• _Text to read_:
Austin–Bergstrom International Airport
|IATA: AUS – ICAO: KAUS – FAA LID: AUS|
|Owner||City of Austin|
|Operator||City of Austin Aviation Department|
|Elevation AMSL||542 ft / 165 m|
FAA airport diagram
|Statistics (2008, 2013)|
|Aircraft operations (2013)||176,647|
|Based aircraft (2008)||196|
|Source: Federal Aviation Administration|
Austin–Bergstrom International Airport or ABIA (IATA: AUS, ICAO: KAUS, FAA LID: AUS, formerly BSM) is a Class C international airport located in Austin, Texas – the capital of Texas, and serving the Greater Austin metropolitan area, the 34th-largest metropolitan area in the United States. Located about 5 miles (8 km) southeast of Downtown Austin, it covers 4,242 acres (1,717 ha) and has two runways and three helipads. The airport is named after Captain John August Earl Bergstrom, an officer who served for the 19th Bombardment Group.
A total of 10,017,958 passengers traveled through the Austin–Bergstrom International Airport in 2013, an all-time high and the first year that more than 10 million people used the airport. The airport is now the 36th busiest airport for total passengers in the United States. Annual passenger total in 2013 increased by 4%, or 587,644 passengers, from the previous record year of 2012. 2013 also saw the addition of Allegiant Air and Aeromar as carriers and the announcement of British Airways' new route to London Heathrow beginning in March 2014, Austin's first transatlantic service.
Austin–Bergstrom International Airport is located on the old site of Bergstrom Air Force Base. Austin–Bergstrom replaced Austin's Robert Mueller Municipal Airport, opening to the public on May 23, 1999.
The city began considering options for a new airport as early as 1971, when the Federal Aviation Administration proposed that Austin and San Antonio build a joint regional airport. That idea was rejected, as few Austinites supported driving half way to San Antonio to catch a flight. In the 1980s, neighborhoods around Mueller applied enough political pressure to force the city council to choose a site for a new airport from locations under consideration. In November 1987, voters approved a referendum designating a site near Manor. The city began acquiring the land and fighting lawsuits from the Sierra Club and others concerned about the Manor location. The plans to construct a new airport at the Manor location were abandoned in 1991 when the Base Realignment and Closure Commission selected Bergstrom AFB for closure, and gave the nod to the city for it to be used as a civilian airport.
The first officially sanctioned landing field in Austin was Penn Field. At the Chamber of Commerce's behest, a United States Army delegation came to Austin in 1917 to scout out suitable sites for an airfield to serve the region. After the initial suggestion of Camp Mabry was rejected, a 318-acre (1.29 km2) parcel of land just south of St. Edward's University in South Austin was deemed suitable. Penn Field opened in 1918, named after Austin aviator Eugene Doak Penn, who died while training in Italy during World War I.

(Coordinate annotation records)
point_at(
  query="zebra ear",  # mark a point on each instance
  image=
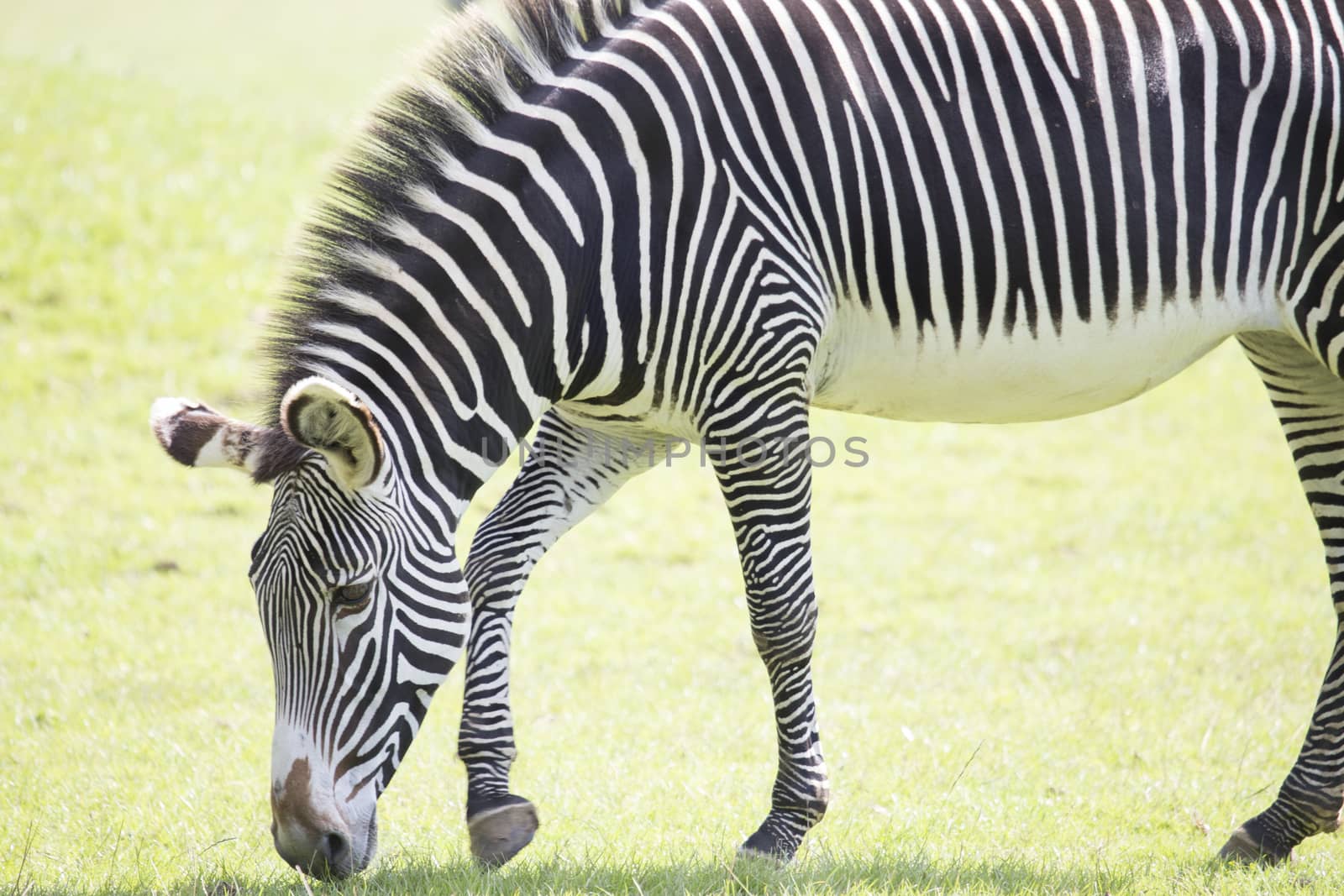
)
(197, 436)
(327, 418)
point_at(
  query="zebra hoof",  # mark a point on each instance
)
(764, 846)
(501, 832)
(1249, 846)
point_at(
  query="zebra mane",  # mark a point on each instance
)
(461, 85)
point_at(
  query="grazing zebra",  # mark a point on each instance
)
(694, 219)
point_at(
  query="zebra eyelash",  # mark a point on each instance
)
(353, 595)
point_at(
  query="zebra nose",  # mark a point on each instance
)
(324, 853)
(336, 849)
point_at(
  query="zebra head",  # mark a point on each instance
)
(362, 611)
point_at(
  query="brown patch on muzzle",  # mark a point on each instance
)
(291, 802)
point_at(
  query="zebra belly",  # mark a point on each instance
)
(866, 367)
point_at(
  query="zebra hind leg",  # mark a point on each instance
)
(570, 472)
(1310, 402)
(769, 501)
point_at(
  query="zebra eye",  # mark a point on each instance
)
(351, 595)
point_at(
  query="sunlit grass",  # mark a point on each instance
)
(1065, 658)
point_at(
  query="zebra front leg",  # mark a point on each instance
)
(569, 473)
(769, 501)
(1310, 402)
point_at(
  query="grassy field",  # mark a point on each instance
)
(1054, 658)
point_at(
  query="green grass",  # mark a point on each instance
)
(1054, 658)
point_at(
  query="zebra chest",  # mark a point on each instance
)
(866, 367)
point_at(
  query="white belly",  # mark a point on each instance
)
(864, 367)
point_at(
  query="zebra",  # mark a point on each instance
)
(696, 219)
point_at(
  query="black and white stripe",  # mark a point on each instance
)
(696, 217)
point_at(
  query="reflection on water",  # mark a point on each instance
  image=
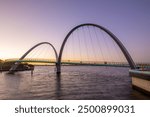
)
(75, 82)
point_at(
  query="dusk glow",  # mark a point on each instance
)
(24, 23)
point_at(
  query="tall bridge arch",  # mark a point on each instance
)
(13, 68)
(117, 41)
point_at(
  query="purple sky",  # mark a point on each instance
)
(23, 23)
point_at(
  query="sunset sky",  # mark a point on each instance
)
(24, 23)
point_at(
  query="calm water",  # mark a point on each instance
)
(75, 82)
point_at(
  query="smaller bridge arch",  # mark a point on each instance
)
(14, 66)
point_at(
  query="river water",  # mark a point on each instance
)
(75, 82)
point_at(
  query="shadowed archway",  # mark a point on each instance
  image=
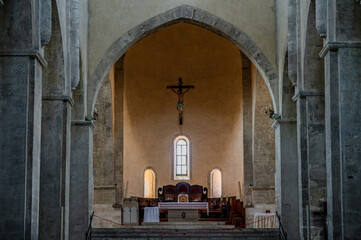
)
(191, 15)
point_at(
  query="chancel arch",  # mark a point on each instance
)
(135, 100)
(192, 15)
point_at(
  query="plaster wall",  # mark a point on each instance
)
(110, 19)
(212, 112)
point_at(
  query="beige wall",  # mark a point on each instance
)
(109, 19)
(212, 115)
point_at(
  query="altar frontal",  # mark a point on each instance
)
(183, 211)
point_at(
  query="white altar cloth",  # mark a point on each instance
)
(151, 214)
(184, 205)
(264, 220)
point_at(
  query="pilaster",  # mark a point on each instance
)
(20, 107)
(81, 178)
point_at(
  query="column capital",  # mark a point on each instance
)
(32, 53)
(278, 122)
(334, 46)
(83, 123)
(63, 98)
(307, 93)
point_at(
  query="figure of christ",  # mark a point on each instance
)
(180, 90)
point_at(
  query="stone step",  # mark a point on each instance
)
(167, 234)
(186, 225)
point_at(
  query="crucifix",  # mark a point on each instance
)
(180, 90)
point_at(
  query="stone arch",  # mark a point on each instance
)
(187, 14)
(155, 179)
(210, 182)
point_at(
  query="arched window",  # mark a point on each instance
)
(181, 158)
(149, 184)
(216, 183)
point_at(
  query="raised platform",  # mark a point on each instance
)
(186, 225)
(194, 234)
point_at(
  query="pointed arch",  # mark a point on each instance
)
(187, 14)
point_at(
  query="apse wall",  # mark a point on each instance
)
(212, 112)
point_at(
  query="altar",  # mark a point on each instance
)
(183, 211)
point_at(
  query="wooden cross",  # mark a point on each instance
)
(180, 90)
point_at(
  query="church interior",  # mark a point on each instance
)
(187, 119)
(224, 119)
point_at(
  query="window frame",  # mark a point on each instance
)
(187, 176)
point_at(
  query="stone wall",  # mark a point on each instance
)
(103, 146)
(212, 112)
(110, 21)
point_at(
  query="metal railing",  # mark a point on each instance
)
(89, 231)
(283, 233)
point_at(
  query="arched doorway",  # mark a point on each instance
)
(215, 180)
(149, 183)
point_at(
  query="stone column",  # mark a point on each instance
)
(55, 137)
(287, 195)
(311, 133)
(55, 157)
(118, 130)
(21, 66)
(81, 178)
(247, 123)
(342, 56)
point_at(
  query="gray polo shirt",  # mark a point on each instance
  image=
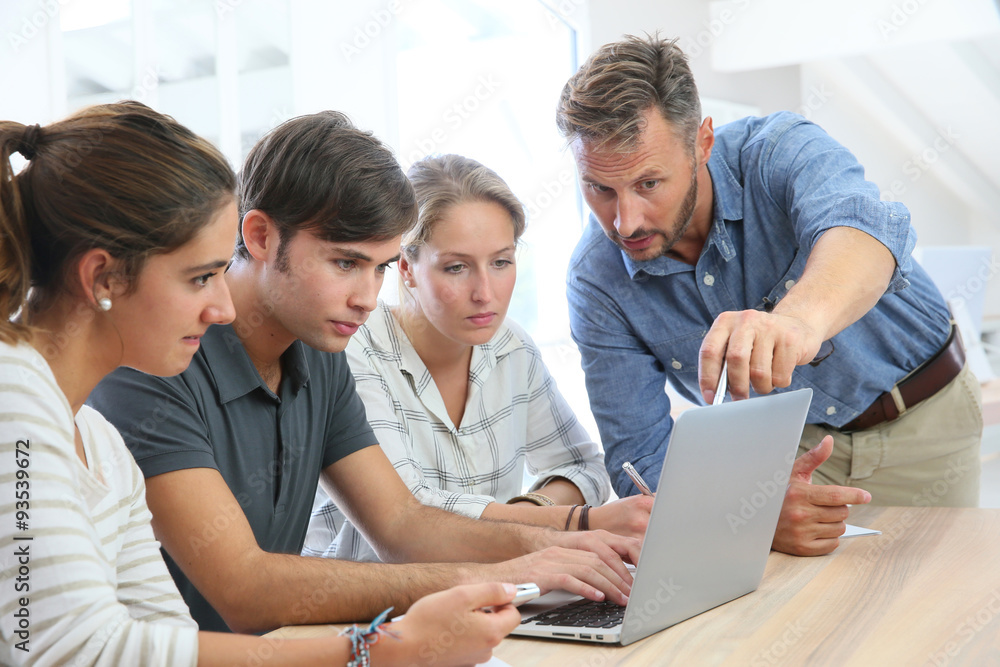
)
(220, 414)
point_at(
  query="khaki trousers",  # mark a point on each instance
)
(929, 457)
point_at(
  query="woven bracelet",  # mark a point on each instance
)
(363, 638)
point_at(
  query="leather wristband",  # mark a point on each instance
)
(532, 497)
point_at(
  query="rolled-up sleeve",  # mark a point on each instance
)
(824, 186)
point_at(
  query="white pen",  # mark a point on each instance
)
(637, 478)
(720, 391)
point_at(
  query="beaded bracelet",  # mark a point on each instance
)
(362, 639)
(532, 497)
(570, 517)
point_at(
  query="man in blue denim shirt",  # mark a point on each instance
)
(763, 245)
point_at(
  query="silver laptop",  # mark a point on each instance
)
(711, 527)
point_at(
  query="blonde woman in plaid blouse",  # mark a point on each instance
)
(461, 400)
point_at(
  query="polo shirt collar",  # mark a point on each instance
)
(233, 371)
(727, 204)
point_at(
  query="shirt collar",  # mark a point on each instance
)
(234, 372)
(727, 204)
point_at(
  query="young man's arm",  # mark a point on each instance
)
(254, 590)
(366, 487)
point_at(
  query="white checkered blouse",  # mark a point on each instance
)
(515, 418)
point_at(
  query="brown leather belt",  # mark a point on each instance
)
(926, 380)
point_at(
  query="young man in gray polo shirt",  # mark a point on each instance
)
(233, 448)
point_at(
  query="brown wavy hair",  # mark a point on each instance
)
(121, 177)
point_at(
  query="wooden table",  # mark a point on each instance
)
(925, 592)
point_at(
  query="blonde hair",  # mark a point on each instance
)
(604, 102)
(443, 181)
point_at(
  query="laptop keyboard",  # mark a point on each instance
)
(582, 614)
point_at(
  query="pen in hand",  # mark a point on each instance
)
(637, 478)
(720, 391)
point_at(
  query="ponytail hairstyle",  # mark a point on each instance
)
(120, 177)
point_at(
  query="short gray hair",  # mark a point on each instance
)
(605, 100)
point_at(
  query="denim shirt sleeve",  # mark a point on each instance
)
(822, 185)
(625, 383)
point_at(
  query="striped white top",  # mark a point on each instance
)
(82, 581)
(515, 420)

---

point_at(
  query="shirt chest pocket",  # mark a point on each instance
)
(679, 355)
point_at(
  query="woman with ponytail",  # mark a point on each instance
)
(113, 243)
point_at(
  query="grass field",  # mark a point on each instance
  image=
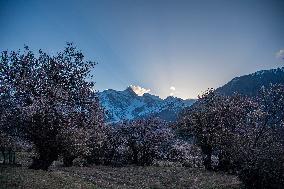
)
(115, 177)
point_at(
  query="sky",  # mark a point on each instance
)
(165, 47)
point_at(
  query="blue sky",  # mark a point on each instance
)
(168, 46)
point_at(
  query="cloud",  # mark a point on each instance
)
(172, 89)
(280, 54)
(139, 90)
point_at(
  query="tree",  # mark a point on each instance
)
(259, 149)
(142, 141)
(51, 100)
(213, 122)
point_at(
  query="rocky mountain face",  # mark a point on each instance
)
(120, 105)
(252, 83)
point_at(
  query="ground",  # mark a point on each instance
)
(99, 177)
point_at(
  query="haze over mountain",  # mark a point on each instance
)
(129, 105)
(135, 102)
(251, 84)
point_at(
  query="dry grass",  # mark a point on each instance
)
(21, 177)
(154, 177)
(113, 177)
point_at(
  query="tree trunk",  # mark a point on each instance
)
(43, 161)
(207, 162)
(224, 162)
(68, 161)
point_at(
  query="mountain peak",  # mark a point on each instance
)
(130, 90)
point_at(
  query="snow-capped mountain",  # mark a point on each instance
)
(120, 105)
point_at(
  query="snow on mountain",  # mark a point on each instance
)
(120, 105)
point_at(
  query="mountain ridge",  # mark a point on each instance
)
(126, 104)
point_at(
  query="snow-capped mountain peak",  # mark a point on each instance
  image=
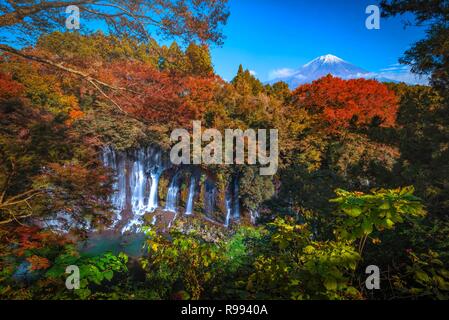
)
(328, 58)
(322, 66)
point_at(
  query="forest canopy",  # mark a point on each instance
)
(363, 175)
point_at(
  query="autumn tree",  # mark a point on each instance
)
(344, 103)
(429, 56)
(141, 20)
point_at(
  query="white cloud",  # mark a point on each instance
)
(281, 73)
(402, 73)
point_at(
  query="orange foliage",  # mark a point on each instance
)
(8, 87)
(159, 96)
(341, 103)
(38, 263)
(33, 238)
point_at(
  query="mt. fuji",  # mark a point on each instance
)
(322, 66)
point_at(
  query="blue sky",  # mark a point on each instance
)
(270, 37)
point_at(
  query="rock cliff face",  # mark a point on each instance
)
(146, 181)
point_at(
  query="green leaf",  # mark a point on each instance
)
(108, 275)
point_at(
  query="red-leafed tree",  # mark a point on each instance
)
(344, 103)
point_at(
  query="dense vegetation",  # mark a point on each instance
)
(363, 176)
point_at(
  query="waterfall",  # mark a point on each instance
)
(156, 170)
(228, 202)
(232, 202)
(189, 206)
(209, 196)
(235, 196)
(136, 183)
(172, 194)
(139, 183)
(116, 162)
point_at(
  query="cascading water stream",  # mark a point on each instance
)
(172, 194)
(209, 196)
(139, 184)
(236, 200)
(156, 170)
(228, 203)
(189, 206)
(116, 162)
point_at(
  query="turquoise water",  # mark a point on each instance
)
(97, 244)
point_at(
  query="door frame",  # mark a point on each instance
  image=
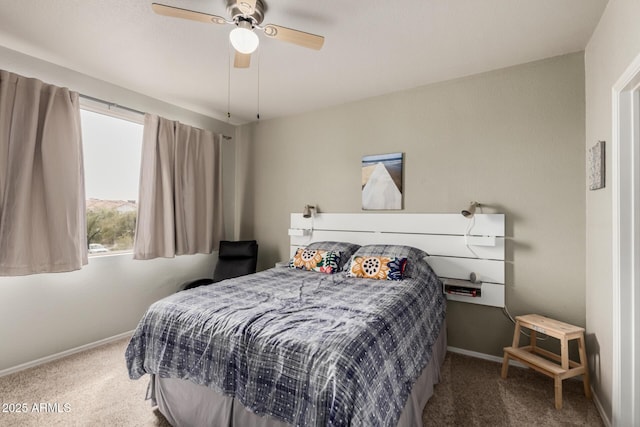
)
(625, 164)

• _Work to complete_:
[a] In the airport article, write out the passage from "The first officially" to "World War I." word for word.
[b] According to the airport article, on what date did Austin–Bergstrom open to the public?

• _Answers to the problems_:
[a]
The first officially sanctioned landing field in Austin was Penn Field. At the Chamber of Commerce's behest, a United States Army delegation came to Austin in 1917 to scout out suitable sites for an airfield to serve the region. After the initial suggestion of Camp Mabry was rejected, a 318-acre (1.29 km2) parcel of land just south of St. Edward's University in South Austin was deemed suitable. Penn Field opened in 1918, named after Austin aviator Eugene Doak Penn, who died while training in Italy during World War I.

[b] May 23, 1999